**WORK TO DO**
1. Retype everything in the article about Gyula Dávid from "Symphony No. 3" down to "(Ünnepi előjáték) (1972)" without any changes.
2. According to the article about Gyula Dávid, which years did he spend as a conductor at the National Theatre?
3. Carry on the article about Gyula Dávid from the point where it stops.

**GIVEN PASSAGE**
= = =

Gyula Dávid (May 6, 1913 – March 14, 1977) was a Hungarian violist and composer.

Dávid studied composition with Zoltán Kodály at the Franz Liszt Academy of Music. He played viola with the Municipal Orchestra in Budapest from 1940 to 1943, and was a conductor at the National Theatre from 1945 to 1949.

Dávid's music can largely be divided into two periods: his early compositions were influenced by folk song, and those from his second period are more chromatic or 12-tone serial. One of the most famous compositions of his first period is his Viola Concerto (1950).

Selected works
Orchestral
 Symphony No. 1 (I. szimfónia) (1947)
 Tánczene, magyar népdalfeldolgozások (Dance Music, Based on Hungarian Folk Songs) (published 1952)
 Symphony No. 2 (II. szimfónia) (1957)
 Symphony No. 3 (III. szimfónia) (1960)
 Sinfonietta for small orchestra (1961)
 Színházi zene (Theatrical Music; Theatermusik) (published 1963)
 Symphony No. 4 (IV. szimfónia) (1970)
 Festive Overture (Ünnepi előjáték) (1972)

Concertante
 Concerto (Brácsaverseny) for viola and orchestra (1950)
 Concerto (Hegedűverseny) for violin and orchestra (published 1970)
 Concerto (Kürtverseny) for horn and orchestra (published 1976)

Chamber music
 Wind Quintet No. 1 (I. Fúvósötös) (published 1954)
 Sonata (Sonata fuvolára és zongorára) for flute and piano (published 1954)
 Serenade for wind quintet (1955)
 Preludio for flute and piano (1964)
 Wind Quintet No. 3 (III. Fúvósötös) (published 1965)
 Sonatina for viola and piano (1969)
 Miniature for 3 trumpets, 2 trombones and tuba (published 1971)

= = =

**PROVIDED MATERIAL**
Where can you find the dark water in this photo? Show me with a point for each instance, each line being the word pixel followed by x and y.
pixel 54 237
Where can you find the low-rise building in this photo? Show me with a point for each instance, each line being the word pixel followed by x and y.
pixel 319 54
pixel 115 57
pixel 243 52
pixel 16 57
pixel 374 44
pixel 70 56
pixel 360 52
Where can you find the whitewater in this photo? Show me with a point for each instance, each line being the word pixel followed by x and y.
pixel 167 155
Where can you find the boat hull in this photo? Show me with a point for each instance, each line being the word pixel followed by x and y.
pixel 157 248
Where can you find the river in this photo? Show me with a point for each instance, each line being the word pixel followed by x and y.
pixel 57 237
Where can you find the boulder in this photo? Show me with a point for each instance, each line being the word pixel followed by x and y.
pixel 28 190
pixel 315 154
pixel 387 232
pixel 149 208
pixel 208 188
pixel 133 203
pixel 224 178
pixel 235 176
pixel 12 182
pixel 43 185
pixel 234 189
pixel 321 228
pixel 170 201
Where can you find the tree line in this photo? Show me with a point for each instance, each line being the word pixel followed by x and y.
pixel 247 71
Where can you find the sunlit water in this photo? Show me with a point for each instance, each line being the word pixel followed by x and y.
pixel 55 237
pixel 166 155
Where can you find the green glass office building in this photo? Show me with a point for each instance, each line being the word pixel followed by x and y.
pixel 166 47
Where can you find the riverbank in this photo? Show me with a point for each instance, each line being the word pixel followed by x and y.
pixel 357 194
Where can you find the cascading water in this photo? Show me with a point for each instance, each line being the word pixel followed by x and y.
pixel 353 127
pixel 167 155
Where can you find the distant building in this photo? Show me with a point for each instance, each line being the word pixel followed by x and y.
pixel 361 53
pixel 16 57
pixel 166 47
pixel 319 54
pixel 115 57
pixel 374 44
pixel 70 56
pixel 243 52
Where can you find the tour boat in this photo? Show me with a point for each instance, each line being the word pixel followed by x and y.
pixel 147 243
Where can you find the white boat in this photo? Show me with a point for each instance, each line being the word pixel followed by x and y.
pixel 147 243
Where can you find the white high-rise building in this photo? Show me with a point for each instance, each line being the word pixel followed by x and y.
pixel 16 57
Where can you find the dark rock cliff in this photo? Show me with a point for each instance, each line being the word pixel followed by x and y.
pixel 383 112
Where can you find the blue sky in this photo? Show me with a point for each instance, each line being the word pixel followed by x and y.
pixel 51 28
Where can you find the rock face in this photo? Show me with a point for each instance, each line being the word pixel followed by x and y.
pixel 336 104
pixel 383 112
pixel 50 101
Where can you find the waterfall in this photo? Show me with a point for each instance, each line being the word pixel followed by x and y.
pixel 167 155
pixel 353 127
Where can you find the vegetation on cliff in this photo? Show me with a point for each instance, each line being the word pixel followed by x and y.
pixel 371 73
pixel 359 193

= = =

**PER-TASK ANSWERS**
1.
Symphony No. 3 (III. szimfónia) (1960)
 Sinfonietta for small orchestra (1961)
 Színházi zene (Theatrical Music; Theatermusik) (published 1963)
 Symphony No. 4 (IV. szimfónia) (1970)
 Festive Overture (Ünnepi előjáték) (1972)

2. From 1945 to 1949.

3.
 Wind Quintet No. 4 (IV. Fúvósötös) (published 1971)
 Pezzo (Piece) for viola and piano (1974)
 Piano Trio (published 1974)
 String Quartet No. 2 (published 1976)
 Sonata for violin solo (published 1983)

Piano
 Piano Sonata (Szonáta zongorára) (1955)

Vocal
 A rózsalángolás (The Burning Rose), Chamber Music for female voice, flute and viola (1966); words by István Vas

Discography
 Gyula Dávid: Viola Concerto – Pál Lukács (viola); János Ferencsik (conductor); Hungarian State Orchestra; Hungaroton HCD31989
 Gyula Dávid: Viola Concerto, Violin Concerto, Sinfonietta – Pál Lukács (viola); Dénes Kovács (violin); János Ferencsik, Ervin Lukács, Tamás Breitner (conductors); Hungarian State Orchestra, Budapest Symphony Orchestra; Hungaroton SLPX 12452 (LP)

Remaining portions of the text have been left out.